* [TASK DIRECTIONS]:
Of the lines listed below, return exactly those that run from the line containing "positive clicks: (108, 37) (108, 45) (96, 45)" through the line containing "box: [0, 38, 133, 131]", both included.

★ ★ ★ ★ ★

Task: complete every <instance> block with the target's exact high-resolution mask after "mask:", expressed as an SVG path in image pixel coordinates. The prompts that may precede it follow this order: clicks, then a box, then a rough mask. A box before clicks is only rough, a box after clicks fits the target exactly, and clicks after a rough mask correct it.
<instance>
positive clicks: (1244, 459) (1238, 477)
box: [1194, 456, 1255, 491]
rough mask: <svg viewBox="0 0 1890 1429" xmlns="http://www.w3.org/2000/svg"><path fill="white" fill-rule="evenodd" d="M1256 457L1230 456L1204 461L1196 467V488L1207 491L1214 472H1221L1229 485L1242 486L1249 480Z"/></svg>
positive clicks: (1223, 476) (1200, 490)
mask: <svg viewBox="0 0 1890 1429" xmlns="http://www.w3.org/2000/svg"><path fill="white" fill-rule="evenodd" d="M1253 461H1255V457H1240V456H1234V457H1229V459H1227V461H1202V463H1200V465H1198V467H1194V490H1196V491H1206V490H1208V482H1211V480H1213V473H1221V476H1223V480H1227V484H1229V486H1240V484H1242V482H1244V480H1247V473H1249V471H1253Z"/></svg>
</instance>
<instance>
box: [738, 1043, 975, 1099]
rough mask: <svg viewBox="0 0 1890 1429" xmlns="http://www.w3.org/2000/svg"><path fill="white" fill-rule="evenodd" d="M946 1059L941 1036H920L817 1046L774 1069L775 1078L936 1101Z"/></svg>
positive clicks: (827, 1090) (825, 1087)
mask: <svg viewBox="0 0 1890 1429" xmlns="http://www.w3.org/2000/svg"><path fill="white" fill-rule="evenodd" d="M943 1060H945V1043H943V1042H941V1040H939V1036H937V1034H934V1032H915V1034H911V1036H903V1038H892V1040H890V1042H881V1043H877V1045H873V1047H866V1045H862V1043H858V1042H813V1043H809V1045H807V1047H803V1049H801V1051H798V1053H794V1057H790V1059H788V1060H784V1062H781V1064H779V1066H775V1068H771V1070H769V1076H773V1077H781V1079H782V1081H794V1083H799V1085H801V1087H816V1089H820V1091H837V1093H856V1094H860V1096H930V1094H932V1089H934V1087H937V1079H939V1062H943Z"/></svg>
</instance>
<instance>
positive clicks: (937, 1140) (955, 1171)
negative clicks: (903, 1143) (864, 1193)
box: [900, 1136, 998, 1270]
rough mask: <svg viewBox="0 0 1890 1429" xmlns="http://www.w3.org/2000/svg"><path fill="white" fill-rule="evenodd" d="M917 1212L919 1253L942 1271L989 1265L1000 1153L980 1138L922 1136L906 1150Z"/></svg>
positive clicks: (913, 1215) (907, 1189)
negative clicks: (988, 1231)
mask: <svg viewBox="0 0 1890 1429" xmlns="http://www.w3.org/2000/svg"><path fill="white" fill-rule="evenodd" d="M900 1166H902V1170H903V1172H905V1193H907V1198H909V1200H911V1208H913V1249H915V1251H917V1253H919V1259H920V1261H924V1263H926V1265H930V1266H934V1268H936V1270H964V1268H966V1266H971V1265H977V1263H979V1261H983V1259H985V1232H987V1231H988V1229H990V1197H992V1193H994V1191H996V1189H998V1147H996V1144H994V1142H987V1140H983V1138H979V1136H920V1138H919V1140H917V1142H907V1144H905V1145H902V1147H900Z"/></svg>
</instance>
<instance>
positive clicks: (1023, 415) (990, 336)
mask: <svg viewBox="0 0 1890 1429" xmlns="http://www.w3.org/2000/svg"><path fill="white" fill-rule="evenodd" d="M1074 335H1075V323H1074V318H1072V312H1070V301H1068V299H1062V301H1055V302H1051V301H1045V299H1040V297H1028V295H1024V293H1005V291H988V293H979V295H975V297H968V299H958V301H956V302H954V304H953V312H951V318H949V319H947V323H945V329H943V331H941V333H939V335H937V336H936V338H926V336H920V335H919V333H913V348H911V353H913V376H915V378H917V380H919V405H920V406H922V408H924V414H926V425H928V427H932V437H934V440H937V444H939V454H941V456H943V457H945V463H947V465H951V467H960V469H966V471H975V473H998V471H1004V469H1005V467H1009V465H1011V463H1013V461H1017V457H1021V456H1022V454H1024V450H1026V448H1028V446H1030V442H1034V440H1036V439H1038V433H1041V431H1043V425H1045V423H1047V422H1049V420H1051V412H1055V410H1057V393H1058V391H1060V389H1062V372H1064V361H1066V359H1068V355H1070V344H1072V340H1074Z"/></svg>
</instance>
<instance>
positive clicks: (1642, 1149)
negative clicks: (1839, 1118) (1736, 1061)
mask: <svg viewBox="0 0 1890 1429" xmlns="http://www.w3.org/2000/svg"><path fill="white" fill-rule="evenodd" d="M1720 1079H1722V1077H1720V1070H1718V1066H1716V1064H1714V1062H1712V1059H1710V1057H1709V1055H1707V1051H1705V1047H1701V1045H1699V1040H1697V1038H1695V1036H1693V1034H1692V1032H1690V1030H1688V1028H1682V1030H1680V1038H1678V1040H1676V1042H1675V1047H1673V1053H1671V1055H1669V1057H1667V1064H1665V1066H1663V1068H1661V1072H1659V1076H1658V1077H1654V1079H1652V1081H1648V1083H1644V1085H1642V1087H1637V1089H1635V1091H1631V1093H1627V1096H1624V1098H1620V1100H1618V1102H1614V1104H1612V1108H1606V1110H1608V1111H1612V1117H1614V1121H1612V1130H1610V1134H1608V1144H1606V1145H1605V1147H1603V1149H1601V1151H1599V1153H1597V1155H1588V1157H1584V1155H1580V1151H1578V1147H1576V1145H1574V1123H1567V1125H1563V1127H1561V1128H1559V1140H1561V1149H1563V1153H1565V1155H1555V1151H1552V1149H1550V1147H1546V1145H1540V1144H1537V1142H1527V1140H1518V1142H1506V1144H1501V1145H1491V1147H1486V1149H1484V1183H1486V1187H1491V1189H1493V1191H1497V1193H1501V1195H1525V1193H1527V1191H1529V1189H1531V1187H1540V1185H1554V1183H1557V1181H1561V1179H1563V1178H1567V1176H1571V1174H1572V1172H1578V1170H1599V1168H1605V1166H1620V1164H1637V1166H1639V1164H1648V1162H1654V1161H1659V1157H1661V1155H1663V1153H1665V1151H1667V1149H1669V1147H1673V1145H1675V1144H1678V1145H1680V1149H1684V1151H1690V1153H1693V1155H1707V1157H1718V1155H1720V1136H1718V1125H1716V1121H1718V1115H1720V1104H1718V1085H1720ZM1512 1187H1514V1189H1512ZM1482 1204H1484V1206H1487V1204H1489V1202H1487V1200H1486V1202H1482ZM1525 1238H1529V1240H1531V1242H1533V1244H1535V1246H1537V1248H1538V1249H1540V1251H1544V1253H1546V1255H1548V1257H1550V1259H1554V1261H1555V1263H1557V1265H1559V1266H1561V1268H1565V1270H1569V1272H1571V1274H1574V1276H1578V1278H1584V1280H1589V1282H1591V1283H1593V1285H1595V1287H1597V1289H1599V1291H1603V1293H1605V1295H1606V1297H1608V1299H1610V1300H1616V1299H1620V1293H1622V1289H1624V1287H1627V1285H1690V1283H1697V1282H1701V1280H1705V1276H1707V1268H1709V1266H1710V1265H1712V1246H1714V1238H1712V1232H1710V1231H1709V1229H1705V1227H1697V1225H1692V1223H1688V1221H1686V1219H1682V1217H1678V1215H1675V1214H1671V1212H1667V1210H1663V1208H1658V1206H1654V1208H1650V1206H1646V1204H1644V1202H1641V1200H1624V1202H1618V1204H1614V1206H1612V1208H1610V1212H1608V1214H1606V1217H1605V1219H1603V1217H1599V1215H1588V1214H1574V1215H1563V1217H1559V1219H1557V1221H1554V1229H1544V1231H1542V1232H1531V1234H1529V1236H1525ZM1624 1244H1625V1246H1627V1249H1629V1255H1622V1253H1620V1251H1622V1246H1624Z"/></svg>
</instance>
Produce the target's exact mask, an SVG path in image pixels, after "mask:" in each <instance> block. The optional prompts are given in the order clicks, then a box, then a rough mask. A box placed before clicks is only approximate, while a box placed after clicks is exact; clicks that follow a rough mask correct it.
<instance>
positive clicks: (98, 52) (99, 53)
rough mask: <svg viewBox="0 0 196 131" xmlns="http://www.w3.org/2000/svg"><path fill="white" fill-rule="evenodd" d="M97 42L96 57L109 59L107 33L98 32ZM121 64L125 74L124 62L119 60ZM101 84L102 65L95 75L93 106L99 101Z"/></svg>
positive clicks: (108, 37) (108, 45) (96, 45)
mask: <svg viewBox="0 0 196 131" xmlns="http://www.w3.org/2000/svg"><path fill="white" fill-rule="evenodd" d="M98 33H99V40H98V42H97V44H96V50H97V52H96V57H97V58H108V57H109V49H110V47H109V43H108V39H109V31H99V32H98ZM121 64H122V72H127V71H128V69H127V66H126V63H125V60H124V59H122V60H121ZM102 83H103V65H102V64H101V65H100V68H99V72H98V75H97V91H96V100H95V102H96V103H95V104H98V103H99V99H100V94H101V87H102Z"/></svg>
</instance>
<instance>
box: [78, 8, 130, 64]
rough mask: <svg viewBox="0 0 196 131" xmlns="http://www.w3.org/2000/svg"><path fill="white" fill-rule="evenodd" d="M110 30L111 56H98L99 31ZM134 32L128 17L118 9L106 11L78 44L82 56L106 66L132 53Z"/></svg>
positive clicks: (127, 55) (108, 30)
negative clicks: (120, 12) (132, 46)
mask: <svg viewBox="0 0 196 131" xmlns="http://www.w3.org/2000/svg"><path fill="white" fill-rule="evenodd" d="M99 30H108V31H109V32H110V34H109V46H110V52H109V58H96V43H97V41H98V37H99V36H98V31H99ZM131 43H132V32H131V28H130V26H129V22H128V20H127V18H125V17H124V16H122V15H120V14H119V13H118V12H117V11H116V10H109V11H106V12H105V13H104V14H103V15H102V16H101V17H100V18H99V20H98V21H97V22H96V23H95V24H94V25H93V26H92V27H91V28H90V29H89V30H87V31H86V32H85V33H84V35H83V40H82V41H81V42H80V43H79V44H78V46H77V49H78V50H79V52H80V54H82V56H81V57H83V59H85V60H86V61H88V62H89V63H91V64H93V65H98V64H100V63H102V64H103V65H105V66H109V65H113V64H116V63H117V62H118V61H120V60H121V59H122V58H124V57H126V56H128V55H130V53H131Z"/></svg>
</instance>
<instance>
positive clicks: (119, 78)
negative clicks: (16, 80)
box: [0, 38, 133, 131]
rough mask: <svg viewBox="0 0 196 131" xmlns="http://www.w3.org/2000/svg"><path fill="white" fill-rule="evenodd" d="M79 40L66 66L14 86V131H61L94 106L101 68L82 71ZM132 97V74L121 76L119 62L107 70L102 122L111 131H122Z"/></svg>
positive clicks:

★ ★ ★ ★ ★

* [WRITTEN SOLUTION]:
positive clicks: (108, 37) (108, 45) (96, 45)
mask: <svg viewBox="0 0 196 131" xmlns="http://www.w3.org/2000/svg"><path fill="white" fill-rule="evenodd" d="M98 33H99V40H98V42H97V44H96V50H97V52H96V57H97V58H108V57H109V49H110V47H109V43H108V39H109V31H99V32H98ZM121 64H122V72H127V71H128V69H127V66H126V63H125V60H124V59H122V60H121ZM102 83H103V65H102V64H101V65H100V68H99V72H98V75H97V91H96V100H95V102H96V103H95V104H98V103H99V99H100V94H101V87H102Z"/></svg>
</instance>
<instance>
box: [78, 8, 130, 64]
rough mask: <svg viewBox="0 0 196 131" xmlns="http://www.w3.org/2000/svg"><path fill="white" fill-rule="evenodd" d="M110 30L111 56H98L99 31ZM134 32L128 17L118 9L106 11L78 44L82 56L106 66L132 53Z"/></svg>
positive clicks: (127, 55) (108, 30)
negative clicks: (120, 12) (132, 46)
mask: <svg viewBox="0 0 196 131" xmlns="http://www.w3.org/2000/svg"><path fill="white" fill-rule="evenodd" d="M99 30H108V31H109V32H110V34H109V46H110V52H109V58H96V43H97V41H98V37H99V36H98V31H99ZM131 43H132V32H131V28H130V26H129V22H128V20H127V18H125V17H124V16H122V15H120V14H119V13H118V12H117V11H116V10H109V11H106V12H105V13H104V14H103V15H102V16H101V17H100V18H99V20H98V21H97V22H96V23H95V24H94V25H93V26H92V27H91V28H90V29H89V30H87V31H86V32H85V33H84V35H83V40H82V41H81V42H80V43H79V44H78V46H77V49H78V50H79V52H80V54H82V56H81V57H83V59H85V60H86V61H88V62H89V63H91V64H93V65H98V64H100V63H102V64H103V65H105V66H109V65H113V64H116V63H117V62H118V61H120V60H121V59H122V58H124V57H126V56H128V55H130V53H131Z"/></svg>
</instance>
<instance>
positive clicks: (119, 78)
negative clicks: (16, 80)
box: [0, 38, 133, 131]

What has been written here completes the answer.